**Prompt:** Reproduce exactly the lines of the material beneath, from the line that contains "1220L712 1200L692 1180L664" to the line that contains "negative clicks: (1317, 1681) (1583, 1998)", both included, and no other lines.

**Recorded data:**

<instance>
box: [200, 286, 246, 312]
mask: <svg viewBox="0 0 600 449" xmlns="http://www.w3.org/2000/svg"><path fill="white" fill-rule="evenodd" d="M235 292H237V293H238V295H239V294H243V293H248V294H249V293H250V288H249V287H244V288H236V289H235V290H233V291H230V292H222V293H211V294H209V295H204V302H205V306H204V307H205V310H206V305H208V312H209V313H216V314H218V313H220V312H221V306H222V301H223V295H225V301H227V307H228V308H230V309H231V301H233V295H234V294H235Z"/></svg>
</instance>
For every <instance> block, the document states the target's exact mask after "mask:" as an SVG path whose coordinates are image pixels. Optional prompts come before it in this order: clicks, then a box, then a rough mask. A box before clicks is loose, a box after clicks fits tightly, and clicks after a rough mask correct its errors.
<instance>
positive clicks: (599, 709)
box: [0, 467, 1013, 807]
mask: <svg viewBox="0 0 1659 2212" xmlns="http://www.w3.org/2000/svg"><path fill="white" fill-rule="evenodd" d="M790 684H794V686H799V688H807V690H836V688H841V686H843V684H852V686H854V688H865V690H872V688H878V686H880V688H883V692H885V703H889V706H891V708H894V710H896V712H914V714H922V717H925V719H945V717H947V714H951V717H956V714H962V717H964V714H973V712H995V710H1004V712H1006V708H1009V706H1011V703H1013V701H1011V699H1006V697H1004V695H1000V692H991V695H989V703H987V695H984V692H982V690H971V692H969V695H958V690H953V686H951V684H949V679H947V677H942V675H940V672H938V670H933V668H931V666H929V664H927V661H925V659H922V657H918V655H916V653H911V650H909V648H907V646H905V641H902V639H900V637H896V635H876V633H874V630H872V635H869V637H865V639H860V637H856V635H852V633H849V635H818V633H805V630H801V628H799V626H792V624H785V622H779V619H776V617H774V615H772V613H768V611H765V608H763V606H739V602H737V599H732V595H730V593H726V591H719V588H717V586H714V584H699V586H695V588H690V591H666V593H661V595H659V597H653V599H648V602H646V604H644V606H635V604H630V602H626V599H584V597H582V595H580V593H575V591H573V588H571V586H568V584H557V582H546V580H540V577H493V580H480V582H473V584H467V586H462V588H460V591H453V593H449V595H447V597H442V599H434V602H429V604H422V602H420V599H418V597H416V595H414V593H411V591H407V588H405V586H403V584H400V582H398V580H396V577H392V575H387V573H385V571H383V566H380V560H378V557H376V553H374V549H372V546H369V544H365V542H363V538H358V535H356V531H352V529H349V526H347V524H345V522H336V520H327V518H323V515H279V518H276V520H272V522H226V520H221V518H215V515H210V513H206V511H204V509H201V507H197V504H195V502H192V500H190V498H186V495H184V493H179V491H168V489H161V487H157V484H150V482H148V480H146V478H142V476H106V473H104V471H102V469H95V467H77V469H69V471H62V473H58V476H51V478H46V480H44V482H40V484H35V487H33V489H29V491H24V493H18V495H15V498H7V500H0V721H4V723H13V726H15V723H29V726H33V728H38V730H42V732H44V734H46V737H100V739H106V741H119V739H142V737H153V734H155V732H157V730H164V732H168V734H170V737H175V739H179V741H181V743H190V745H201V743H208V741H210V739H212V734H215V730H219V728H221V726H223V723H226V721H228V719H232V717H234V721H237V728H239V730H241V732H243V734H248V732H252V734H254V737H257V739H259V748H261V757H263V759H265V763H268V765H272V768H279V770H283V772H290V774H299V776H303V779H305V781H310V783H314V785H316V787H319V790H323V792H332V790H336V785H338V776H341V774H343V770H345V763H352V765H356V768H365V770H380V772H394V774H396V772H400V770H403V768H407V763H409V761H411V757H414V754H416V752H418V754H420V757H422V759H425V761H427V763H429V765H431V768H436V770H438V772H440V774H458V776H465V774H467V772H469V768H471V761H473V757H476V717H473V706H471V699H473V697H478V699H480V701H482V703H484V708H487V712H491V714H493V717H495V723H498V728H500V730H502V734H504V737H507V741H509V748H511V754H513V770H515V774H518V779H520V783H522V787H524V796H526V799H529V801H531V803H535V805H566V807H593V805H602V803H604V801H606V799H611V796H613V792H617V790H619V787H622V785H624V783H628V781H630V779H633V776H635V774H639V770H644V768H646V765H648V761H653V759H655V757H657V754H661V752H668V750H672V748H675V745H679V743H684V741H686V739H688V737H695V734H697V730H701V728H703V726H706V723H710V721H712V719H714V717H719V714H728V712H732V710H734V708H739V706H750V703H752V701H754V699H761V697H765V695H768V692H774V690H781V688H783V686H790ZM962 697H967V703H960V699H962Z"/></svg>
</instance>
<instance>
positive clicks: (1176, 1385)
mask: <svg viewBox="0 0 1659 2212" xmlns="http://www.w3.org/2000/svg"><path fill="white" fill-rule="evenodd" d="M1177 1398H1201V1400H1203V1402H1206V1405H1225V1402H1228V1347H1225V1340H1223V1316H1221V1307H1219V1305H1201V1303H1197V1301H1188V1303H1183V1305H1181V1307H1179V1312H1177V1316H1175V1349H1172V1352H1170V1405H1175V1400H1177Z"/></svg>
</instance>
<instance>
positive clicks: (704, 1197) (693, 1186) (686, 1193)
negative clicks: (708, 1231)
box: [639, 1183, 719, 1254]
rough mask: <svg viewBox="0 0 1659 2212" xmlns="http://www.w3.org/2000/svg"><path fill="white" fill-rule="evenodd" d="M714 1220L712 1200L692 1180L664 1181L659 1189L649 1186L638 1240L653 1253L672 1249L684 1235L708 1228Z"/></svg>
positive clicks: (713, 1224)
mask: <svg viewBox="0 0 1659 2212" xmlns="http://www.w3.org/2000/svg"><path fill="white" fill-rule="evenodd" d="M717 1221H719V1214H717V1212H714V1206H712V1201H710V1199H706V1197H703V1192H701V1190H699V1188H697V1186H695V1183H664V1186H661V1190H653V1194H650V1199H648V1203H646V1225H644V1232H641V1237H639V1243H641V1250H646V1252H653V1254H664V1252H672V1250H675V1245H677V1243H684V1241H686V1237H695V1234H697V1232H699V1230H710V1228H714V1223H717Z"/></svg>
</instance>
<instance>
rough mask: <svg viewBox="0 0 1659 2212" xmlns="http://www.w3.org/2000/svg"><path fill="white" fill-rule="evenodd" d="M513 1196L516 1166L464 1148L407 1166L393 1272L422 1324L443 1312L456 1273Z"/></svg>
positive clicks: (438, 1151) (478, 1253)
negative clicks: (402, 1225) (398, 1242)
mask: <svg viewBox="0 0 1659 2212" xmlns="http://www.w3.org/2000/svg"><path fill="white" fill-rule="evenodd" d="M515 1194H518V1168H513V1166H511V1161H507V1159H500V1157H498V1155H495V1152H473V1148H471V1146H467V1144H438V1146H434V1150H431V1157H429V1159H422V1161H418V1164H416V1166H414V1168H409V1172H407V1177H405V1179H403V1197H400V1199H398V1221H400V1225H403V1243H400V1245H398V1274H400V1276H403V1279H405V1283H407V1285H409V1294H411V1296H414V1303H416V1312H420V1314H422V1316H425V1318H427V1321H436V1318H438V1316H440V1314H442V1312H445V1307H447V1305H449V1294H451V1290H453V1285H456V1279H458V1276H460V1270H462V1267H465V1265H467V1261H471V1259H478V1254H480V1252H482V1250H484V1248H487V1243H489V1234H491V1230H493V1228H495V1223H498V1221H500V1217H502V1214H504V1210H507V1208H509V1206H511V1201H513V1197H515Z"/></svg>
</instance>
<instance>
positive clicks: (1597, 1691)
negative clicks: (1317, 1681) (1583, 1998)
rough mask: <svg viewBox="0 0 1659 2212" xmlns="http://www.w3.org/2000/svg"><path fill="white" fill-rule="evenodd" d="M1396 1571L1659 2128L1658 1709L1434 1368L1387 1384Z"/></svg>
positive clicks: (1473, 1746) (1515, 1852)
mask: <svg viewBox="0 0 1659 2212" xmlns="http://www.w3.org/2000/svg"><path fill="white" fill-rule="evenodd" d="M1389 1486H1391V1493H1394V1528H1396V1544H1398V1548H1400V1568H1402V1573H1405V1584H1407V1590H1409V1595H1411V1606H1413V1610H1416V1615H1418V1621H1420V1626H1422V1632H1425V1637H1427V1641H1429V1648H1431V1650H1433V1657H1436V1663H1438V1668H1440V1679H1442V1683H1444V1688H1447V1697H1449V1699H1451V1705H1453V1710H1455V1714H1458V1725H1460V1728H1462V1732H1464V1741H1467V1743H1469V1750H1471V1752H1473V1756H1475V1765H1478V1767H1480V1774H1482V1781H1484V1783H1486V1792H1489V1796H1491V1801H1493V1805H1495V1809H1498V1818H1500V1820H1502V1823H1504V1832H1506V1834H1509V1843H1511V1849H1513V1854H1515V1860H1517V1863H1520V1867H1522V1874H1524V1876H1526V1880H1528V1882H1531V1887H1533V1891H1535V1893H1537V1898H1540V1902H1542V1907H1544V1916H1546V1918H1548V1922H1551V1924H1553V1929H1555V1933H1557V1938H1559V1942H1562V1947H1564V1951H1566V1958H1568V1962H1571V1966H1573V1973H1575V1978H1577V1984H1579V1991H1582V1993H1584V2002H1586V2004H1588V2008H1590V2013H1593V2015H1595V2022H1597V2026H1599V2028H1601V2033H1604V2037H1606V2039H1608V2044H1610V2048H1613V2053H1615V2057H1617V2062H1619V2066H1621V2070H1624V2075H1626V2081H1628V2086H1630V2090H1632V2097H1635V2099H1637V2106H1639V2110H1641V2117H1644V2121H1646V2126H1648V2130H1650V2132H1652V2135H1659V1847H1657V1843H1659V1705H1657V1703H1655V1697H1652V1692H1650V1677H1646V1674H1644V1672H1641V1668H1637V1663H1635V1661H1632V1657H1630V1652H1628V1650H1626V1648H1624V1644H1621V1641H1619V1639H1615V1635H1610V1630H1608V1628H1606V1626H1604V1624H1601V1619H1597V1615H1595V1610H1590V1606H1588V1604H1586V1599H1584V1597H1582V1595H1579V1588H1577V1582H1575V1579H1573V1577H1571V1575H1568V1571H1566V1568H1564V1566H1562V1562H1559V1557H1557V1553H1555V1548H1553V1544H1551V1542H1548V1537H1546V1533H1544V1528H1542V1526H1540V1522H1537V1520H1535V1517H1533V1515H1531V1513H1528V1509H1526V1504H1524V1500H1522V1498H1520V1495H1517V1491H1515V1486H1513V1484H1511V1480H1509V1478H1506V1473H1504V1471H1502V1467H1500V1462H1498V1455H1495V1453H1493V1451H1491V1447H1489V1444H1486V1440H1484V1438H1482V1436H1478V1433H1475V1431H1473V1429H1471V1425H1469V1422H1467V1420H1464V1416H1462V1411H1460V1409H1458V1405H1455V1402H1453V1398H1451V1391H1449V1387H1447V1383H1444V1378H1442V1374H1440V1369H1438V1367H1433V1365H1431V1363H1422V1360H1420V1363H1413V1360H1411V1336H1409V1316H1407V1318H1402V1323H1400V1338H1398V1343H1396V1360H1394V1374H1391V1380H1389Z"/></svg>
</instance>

**Response to the exercise:**
rough mask: <svg viewBox="0 0 1659 2212" xmlns="http://www.w3.org/2000/svg"><path fill="white" fill-rule="evenodd" d="M714 1220L712 1200L692 1180L664 1181L659 1189L649 1186L638 1240L653 1253L672 1249L684 1235L708 1228Z"/></svg>
positive clicks: (713, 1224)
mask: <svg viewBox="0 0 1659 2212" xmlns="http://www.w3.org/2000/svg"><path fill="white" fill-rule="evenodd" d="M717 1221H719V1214H717V1212H714V1206H712V1201H710V1199H706V1197H703V1192H701V1190H699V1188H697V1186H695V1183H664V1186H661V1190H653V1194H650V1199H648V1203H646V1225H644V1232H641V1237H639V1243H641V1250H646V1252H653V1254H664V1252H672V1250H675V1245H677V1243H684V1241H686V1237H695V1234H697V1232H699V1230H710V1228H714V1223H717Z"/></svg>
</instance>
<instance>
rough mask: <svg viewBox="0 0 1659 2212" xmlns="http://www.w3.org/2000/svg"><path fill="white" fill-rule="evenodd" d="M513 1196L516 1166L464 1148L407 1166L393 1272L422 1324L443 1312L456 1273Z"/></svg>
positive clicks: (438, 1151) (478, 1253)
negative clicks: (402, 1225) (398, 1242)
mask: <svg viewBox="0 0 1659 2212" xmlns="http://www.w3.org/2000/svg"><path fill="white" fill-rule="evenodd" d="M515 1194H518V1168H513V1166H511V1161H507V1159H500V1157H498V1155H495V1152H473V1148H471V1146H467V1144H438V1146H434V1150H431V1157H429V1159H422V1161H418V1164H416V1166H414V1168H409V1172H407V1177H405V1179H403V1197H400V1199H398V1221H400V1225H403V1243H400V1245H398V1274H400V1276H403V1279H405V1283H407V1285H409V1294H411V1296H414V1303H416V1312H420V1314H422V1316H425V1318H427V1321H436V1318H438V1316H440V1314H442V1312H445V1307H447V1305H449V1294H451V1290H453V1285H456V1279H458V1276H460V1270H462V1267H465V1265H467V1261H471V1259H478V1254H480V1252H482V1250H484V1248H487V1243H489V1234H491V1230H493V1228H495V1223H498V1221H500V1217H502V1214H504V1210H507V1208H509V1206H511V1201H513V1197H515Z"/></svg>
</instance>
<instance>
positive clicks: (1597, 1691)
negative clicks: (1317, 1681) (1583, 1998)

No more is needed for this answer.